Change "pixel coordinates" to "image coordinates" in the items running from the line with "Roster-mapping task: tag the white ceramic" through the end of the items, and write those lines out again with nothing else changed.
══ TASK INPUTS ══
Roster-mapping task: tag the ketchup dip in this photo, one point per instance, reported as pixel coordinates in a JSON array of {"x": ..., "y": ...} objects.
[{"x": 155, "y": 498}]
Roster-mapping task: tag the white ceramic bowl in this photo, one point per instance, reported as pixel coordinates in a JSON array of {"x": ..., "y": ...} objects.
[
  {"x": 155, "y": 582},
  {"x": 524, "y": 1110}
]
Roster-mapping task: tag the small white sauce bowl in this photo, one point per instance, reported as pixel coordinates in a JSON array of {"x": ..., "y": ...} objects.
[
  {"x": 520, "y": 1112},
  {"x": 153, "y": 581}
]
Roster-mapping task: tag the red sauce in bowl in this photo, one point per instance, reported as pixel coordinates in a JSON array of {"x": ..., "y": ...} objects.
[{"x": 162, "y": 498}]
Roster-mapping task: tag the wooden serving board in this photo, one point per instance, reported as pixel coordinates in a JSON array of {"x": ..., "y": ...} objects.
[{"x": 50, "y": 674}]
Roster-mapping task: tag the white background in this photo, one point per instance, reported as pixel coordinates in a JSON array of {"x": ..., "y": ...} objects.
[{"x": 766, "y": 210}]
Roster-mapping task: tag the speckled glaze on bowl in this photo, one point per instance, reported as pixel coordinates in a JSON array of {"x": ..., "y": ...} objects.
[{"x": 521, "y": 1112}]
═══
→ **CORRECT RESPONSE**
Roster-mapping task: tag the white ceramic bowl in this photo, one point per instance, reported as image coordinates in a JSON array of {"x": ..., "y": ...} objects.
[
  {"x": 155, "y": 582},
  {"x": 524, "y": 1110}
]
Roster-mapping task: tag the small white sauce bowl in this photo, one point per instance, reported as image coordinates in a JSON array of {"x": ..., "y": ...} objects.
[
  {"x": 520, "y": 1112},
  {"x": 153, "y": 581}
]
Roster-mapping task: tag the red sauce in bowl in this photo, one point per instance, reported as image coordinates in a JSON array of {"x": ..., "y": ...} objects.
[{"x": 162, "y": 498}]
Roster-mapping task: tag the wooden serving board in this photo, one point per instance, reported as image coordinates in a JSON array of {"x": ..., "y": ...} objects.
[{"x": 50, "y": 674}]
Roster-mapping task: tag the white background in this photo, one point per instance, reported as image coordinates in a JSON array of {"x": ..., "y": ...} objects.
[{"x": 766, "y": 210}]
Roster-mapping task: tag the speckled glaze on bowl in this photo, one point per instance, reported as image coordinates in a JSON array of {"x": ..., "y": ...} objects.
[{"x": 521, "y": 1112}]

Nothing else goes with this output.